>> begin Dataset records

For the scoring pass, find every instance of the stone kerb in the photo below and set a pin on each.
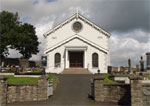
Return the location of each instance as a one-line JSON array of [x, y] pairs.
[[146, 94], [3, 91], [136, 90], [42, 87], [98, 88]]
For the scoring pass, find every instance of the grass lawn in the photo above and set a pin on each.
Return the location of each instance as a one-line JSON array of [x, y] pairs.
[[148, 77], [108, 81], [52, 78], [21, 80]]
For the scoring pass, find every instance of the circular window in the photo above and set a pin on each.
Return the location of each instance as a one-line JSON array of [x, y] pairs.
[[77, 26]]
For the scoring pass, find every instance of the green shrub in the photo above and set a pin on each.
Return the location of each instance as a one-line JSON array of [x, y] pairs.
[[21, 80]]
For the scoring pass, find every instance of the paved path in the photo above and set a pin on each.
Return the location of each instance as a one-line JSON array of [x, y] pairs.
[[72, 90]]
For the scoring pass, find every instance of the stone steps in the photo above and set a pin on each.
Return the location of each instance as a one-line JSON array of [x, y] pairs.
[[75, 71]]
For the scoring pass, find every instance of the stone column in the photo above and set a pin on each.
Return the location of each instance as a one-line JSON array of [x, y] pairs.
[[136, 90], [98, 88], [85, 60], [148, 60], [3, 91], [42, 88], [141, 64], [66, 59]]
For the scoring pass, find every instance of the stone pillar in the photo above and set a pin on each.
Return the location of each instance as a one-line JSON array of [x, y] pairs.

>> end Dataset records

*Prompt*.
Print, word for word, the entries from the line containing "For the scoring pass, find every instance of the circular" through the end of the entries, including both of those lines.

*Completed task*.
For the scoring pass, find every instance of the circular window in the photo above and set a pin on each.
Return the location of each instance as a one-line JSON array of [x, y] pairs.
[[77, 26]]
For the scoring pass, find every instance of the green shrub in the photo above and set a pin on each.
Return the location of each instance as a one-line JSON array of [x, y] pairs.
[[21, 80]]
For the scoring pass, find every instance of the paved path in the photo above and set a pin on each.
Return the location of each instance as a one-line JSON array of [x, y] pairs.
[[72, 90]]
For the scoring pass, find every instance of the stone steps in the photo above and set a pin on each.
Return the location of each instance as a one-line JSON array of [x, y] pairs.
[[75, 71]]
For the scoring pass, find every instance of the stone column in the photo above and set a pin on each.
Return the location of each instance as a one-line JSON array of [x, y] pairs.
[[136, 90], [98, 88], [85, 60], [148, 60], [3, 91], [42, 88], [141, 64], [66, 59]]
For the scoring pass, find every instance of the stone pillar in the photo above and set a pin on each.
Return the location of each instance as a one-line JSON array of [x, y] pairs.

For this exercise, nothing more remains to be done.